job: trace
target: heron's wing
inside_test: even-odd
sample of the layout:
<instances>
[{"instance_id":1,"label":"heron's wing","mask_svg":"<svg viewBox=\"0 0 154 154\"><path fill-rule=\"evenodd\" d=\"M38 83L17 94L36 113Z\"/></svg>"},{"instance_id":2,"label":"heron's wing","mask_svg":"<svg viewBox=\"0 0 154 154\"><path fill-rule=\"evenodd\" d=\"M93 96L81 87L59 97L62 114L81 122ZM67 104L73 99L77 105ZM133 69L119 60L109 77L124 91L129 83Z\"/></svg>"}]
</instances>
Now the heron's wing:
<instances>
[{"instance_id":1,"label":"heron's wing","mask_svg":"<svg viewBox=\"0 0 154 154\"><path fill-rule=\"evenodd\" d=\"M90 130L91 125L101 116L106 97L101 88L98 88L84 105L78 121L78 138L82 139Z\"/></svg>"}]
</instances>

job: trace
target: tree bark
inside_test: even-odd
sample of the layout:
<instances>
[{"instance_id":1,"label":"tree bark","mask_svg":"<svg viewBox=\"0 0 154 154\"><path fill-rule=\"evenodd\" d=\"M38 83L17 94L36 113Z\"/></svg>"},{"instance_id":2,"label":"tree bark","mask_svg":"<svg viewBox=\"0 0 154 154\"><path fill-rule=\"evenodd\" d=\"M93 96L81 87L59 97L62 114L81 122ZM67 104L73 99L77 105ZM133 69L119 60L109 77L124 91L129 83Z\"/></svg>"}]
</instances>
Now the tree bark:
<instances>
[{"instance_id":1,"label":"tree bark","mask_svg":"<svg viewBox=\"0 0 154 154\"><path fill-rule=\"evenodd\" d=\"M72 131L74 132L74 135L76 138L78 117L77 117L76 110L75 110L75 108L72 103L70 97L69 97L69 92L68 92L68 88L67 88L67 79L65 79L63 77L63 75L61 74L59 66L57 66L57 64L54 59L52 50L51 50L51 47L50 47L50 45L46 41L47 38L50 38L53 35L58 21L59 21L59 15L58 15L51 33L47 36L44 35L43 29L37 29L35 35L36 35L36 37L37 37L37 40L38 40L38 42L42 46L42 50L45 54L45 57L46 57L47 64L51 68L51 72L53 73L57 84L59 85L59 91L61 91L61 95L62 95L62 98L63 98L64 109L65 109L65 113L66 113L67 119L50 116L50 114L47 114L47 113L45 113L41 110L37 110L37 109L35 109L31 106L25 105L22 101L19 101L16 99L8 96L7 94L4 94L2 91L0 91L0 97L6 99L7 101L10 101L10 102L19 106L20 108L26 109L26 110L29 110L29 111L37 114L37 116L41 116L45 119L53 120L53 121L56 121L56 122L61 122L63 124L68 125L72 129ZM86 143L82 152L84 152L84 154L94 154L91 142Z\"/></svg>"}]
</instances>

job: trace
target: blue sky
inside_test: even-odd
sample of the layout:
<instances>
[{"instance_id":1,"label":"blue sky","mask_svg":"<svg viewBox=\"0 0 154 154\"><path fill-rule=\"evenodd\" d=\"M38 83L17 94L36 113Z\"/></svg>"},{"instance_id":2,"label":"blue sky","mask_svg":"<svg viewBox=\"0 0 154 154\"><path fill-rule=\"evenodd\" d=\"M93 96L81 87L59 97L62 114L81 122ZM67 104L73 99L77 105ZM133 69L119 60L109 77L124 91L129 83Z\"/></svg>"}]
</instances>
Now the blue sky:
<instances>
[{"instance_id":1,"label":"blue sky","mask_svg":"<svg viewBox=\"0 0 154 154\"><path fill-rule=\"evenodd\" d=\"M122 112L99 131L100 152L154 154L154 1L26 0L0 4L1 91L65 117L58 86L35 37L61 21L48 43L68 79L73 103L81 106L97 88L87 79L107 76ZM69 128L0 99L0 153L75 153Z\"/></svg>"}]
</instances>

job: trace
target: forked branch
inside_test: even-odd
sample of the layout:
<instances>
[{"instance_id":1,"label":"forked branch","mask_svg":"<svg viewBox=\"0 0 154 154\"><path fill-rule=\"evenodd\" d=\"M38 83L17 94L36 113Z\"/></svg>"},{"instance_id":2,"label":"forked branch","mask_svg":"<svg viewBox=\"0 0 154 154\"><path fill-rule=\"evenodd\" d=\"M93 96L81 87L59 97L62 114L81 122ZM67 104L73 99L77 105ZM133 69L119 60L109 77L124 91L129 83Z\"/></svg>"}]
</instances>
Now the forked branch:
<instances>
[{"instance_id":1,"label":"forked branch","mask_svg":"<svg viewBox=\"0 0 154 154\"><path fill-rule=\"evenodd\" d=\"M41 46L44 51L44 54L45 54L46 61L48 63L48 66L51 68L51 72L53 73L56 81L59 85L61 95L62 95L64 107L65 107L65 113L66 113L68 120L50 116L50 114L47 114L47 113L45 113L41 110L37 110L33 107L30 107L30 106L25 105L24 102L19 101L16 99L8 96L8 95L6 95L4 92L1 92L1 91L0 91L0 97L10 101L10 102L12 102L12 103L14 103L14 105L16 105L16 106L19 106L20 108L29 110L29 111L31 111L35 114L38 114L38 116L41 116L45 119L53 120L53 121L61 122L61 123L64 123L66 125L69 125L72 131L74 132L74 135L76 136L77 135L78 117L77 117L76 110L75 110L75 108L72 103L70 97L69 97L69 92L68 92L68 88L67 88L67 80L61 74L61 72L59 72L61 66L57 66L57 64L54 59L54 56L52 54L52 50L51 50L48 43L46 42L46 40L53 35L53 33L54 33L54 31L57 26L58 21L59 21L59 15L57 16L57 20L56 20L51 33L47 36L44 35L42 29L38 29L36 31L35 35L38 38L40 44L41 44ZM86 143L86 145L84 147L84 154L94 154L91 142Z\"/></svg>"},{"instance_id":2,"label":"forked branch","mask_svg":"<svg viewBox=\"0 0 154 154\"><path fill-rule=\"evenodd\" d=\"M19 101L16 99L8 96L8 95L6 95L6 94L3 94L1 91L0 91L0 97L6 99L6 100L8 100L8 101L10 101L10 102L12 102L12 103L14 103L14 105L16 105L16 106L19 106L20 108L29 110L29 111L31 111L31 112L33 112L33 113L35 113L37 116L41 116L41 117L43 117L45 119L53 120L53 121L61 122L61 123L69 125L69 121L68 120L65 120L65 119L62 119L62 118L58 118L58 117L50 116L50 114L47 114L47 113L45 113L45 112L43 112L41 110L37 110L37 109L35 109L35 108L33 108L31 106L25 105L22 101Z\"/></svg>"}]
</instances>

TASK TO COMPLETE
Write the data out again in full and exactly.

COMPLETE OUTPUT
job: trace
target: heron's wing
inside_test: even-odd
sample of the layout:
<instances>
[{"instance_id":1,"label":"heron's wing","mask_svg":"<svg viewBox=\"0 0 154 154\"><path fill-rule=\"evenodd\" d=\"M38 83L17 94L36 113Z\"/></svg>"},{"instance_id":2,"label":"heron's wing","mask_svg":"<svg viewBox=\"0 0 154 154\"><path fill-rule=\"evenodd\" d=\"M93 96L81 87L59 97L62 114L81 122ZM67 104L73 99L77 105ZM133 69L119 60L109 77L124 91L129 83Z\"/></svg>"}]
</instances>
Now the heron's wing:
<instances>
[{"instance_id":1,"label":"heron's wing","mask_svg":"<svg viewBox=\"0 0 154 154\"><path fill-rule=\"evenodd\" d=\"M90 130L91 125L101 116L106 97L101 88L98 88L84 105L78 121L78 138L82 139Z\"/></svg>"}]
</instances>

job: trace
target: tree bark
inside_test: even-odd
sample of the layout:
<instances>
[{"instance_id":1,"label":"tree bark","mask_svg":"<svg viewBox=\"0 0 154 154\"><path fill-rule=\"evenodd\" d=\"M38 83L17 94L36 113Z\"/></svg>"},{"instance_id":2,"label":"tree bark","mask_svg":"<svg viewBox=\"0 0 154 154\"><path fill-rule=\"evenodd\" d=\"M93 96L81 87L59 97L62 114L81 122ZM67 104L73 99L77 105ZM133 69L119 60L109 77L124 91L129 83Z\"/></svg>"}]
</instances>
Now the tree bark:
<instances>
[{"instance_id":1,"label":"tree bark","mask_svg":"<svg viewBox=\"0 0 154 154\"><path fill-rule=\"evenodd\" d=\"M72 131L74 132L74 135L76 138L78 117L77 117L76 110L75 110L75 108L72 103L70 97L69 97L69 92L68 92L68 88L67 88L67 79L65 79L63 77L63 75L61 74L59 66L57 66L57 64L54 59L52 50L51 50L51 47L50 47L50 45L46 41L47 38L50 38L53 35L58 21L59 21L59 15L58 15L51 33L47 36L44 35L43 29L37 29L35 35L36 35L36 37L37 37L37 40L38 40L38 42L42 46L42 50L45 54L45 57L46 57L47 64L51 68L51 72L53 73L57 84L59 85L59 91L61 91L61 95L62 95L62 98L63 98L64 109L65 109L65 113L66 113L67 119L50 116L50 114L47 114L47 113L45 113L41 110L37 110L37 109L35 109L31 106L25 105L22 101L19 101L16 99L8 96L7 94L4 94L2 91L0 91L0 97L6 99L7 101L10 101L10 102L19 106L20 108L26 109L26 110L29 110L29 111L37 114L37 116L41 116L45 119L53 120L53 121L56 121L56 122L61 122L63 124L68 125L72 129ZM86 143L82 152L84 152L84 154L94 154L91 142Z\"/></svg>"}]
</instances>

job: trace
target: blue sky
inside_test: even-odd
sample of the layout:
<instances>
[{"instance_id":1,"label":"blue sky","mask_svg":"<svg viewBox=\"0 0 154 154\"><path fill-rule=\"evenodd\" d=\"M38 83L17 94L36 113Z\"/></svg>"},{"instance_id":2,"label":"blue sky","mask_svg":"<svg viewBox=\"0 0 154 154\"><path fill-rule=\"evenodd\" d=\"M93 96L81 87L59 97L62 114L81 122ZM67 104L73 99L77 105ZM133 69L119 60L109 77L124 91L129 83Z\"/></svg>"}]
</instances>
Now the blue sky:
<instances>
[{"instance_id":1,"label":"blue sky","mask_svg":"<svg viewBox=\"0 0 154 154\"><path fill-rule=\"evenodd\" d=\"M122 112L99 131L100 152L154 154L154 1L26 0L0 4L1 91L65 117L58 86L35 37L61 21L48 43L68 79L73 103L81 106L97 88L87 79L107 76ZM69 128L0 99L0 153L75 153Z\"/></svg>"}]
</instances>

job: trace
target: forked branch
inside_test: even-odd
sample of the layout:
<instances>
[{"instance_id":1,"label":"forked branch","mask_svg":"<svg viewBox=\"0 0 154 154\"><path fill-rule=\"evenodd\" d=\"M38 83L17 94L36 113Z\"/></svg>"},{"instance_id":2,"label":"forked branch","mask_svg":"<svg viewBox=\"0 0 154 154\"><path fill-rule=\"evenodd\" d=\"M93 96L81 87L59 97L62 114L81 122ZM67 104L73 99L77 105ZM133 69L119 60L109 77L124 91L129 83Z\"/></svg>"}]
</instances>
Now the forked branch:
<instances>
[{"instance_id":1,"label":"forked branch","mask_svg":"<svg viewBox=\"0 0 154 154\"><path fill-rule=\"evenodd\" d=\"M41 46L44 51L44 54L45 54L46 61L48 63L48 66L51 68L51 72L53 73L56 81L59 85L61 95L62 95L64 107L65 107L65 113L66 113L68 120L50 116L50 114L47 114L47 113L45 113L41 110L37 110L33 107L30 107L30 106L25 105L24 102L19 101L16 99L8 96L8 95L6 95L4 92L1 92L1 91L0 91L0 97L10 101L10 102L12 102L12 103L14 103L14 105L16 105L16 106L19 106L20 108L29 110L29 111L31 111L35 114L38 114L38 116L41 116L45 119L53 120L53 121L61 122L61 123L64 123L66 125L69 125L72 131L74 132L74 135L76 136L77 135L78 117L77 117L76 110L75 110L75 108L72 103L70 97L69 97L69 92L68 92L68 88L67 88L67 80L61 74L61 72L59 72L61 66L57 66L57 64L54 59L54 56L52 54L52 50L51 50L48 43L46 42L46 40L53 35L53 33L54 33L54 31L57 26L58 21L59 21L59 15L57 16L57 20L56 20L51 33L47 36L44 35L42 29L38 29L36 31L35 35L38 38L40 44L41 44ZM86 143L86 145L84 147L84 154L94 154L91 142Z\"/></svg>"},{"instance_id":2,"label":"forked branch","mask_svg":"<svg viewBox=\"0 0 154 154\"><path fill-rule=\"evenodd\" d=\"M19 101L16 99L8 96L8 95L6 95L6 94L3 94L1 91L0 91L0 97L6 99L6 100L8 100L8 101L10 101L10 102L12 102L12 103L14 103L14 105L16 105L16 106L19 106L20 108L29 110L29 111L31 111L31 112L33 112L33 113L35 113L37 116L41 116L41 117L43 117L45 119L53 120L53 121L61 122L61 123L69 125L69 121L68 120L65 120L65 119L62 119L62 118L58 118L58 117L50 116L50 114L47 114L47 113L45 113L45 112L43 112L41 110L37 110L37 109L35 109L35 108L33 108L31 106L25 105L22 101Z\"/></svg>"}]
</instances>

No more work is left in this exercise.